Please reproduce, line for line, the part of the listing that opens with the line containing "Target: black countertop" and closes with the final line of the listing, including both of those lines.
# START OF EXCERPTED DATA
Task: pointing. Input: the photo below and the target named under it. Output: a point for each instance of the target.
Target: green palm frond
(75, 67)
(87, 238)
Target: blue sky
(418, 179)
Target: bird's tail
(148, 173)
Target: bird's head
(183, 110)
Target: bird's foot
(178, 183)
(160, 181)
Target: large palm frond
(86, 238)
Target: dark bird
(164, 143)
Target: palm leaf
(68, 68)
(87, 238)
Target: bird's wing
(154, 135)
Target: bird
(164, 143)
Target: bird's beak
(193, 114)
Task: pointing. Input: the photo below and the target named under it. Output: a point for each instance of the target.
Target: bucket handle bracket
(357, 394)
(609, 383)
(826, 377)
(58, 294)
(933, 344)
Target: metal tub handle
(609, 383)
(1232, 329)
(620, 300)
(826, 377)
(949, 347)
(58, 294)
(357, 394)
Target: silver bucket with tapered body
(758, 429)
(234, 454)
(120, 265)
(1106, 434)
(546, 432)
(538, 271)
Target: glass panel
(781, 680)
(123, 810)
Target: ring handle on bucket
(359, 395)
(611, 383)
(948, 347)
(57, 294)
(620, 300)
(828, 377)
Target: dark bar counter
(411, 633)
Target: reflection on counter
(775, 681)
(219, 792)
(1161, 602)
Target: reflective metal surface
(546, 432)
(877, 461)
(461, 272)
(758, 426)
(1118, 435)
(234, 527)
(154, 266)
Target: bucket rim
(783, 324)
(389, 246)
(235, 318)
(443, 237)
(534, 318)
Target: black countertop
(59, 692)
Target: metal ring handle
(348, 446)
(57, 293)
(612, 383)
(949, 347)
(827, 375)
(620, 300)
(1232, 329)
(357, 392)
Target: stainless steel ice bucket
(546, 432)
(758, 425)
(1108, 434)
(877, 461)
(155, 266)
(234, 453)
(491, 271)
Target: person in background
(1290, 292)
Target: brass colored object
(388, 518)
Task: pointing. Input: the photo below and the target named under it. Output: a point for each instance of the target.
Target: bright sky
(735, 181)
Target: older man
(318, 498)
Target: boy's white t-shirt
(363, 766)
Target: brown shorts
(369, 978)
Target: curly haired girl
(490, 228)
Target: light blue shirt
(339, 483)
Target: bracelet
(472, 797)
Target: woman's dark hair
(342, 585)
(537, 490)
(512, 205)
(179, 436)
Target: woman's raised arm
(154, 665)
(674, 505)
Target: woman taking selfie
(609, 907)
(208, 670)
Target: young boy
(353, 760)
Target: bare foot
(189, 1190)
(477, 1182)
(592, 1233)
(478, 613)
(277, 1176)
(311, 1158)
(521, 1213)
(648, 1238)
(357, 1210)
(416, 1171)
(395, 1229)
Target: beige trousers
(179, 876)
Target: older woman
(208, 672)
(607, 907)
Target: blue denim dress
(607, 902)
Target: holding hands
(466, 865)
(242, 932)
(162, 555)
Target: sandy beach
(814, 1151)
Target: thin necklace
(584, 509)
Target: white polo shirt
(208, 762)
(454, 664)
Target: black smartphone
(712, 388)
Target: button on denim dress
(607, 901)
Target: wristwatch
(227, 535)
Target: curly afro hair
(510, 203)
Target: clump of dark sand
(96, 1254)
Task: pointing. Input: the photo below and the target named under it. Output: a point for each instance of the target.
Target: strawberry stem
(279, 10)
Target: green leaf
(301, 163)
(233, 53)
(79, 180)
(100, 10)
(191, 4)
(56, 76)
# END OF EXCERPTED DATA
**RESULT OF THE EXERCISE:**
Target: black countertop
(59, 692)
Target: metal ring handle
(348, 446)
(57, 293)
(612, 383)
(949, 347)
(827, 375)
(620, 300)
(1232, 329)
(357, 392)
Target: stainless steel ice bucket
(546, 432)
(758, 425)
(1108, 434)
(877, 461)
(155, 266)
(234, 453)
(491, 271)
Target: person in background
(1290, 292)
Target: brass colored object
(388, 518)
Task: pointing. Input: the photo below and the target named under it. Output: a point for each instance of the target.
Target: bright sky
(735, 181)
Target: older man
(318, 498)
Target: boy's white t-shirt
(363, 766)
Target: brown shorts
(369, 978)
Target: curly haired girl
(490, 228)
Target: light blue shirt
(339, 483)
Target: bracelet
(472, 797)
Target: woman's dark hair
(342, 585)
(537, 490)
(512, 205)
(179, 436)
Target: woman's raised arm
(154, 665)
(674, 505)
Target: woman taking selfie
(609, 907)
(208, 670)
Target: young boy
(353, 760)
Target: bare foot
(189, 1190)
(477, 1182)
(592, 1233)
(478, 613)
(277, 1176)
(311, 1158)
(521, 1213)
(648, 1238)
(357, 1210)
(416, 1171)
(395, 1229)
Target: beige trousers
(179, 876)
Target: older woman
(208, 672)
(607, 907)
Target: blue denim dress
(607, 902)
Target: holding hands
(466, 865)
(242, 932)
(162, 555)
Target: sandy beach
(814, 1151)
Target: thin necklace
(584, 509)
Target: white polo shirt
(208, 762)
(454, 664)
Target: black smartphone
(712, 388)
Target: button on denim dress
(607, 901)
Target: wristwatch
(227, 535)
Target: curly afro hair
(510, 203)
Target: clump of dark sand
(96, 1254)
Task: pointing. Input: the photo below and the target named under it. Output: a point for each instance of the target.
Target: strawberry stem
(279, 10)
Target: green leaf
(301, 163)
(233, 53)
(79, 180)
(100, 10)
(191, 4)
(56, 76)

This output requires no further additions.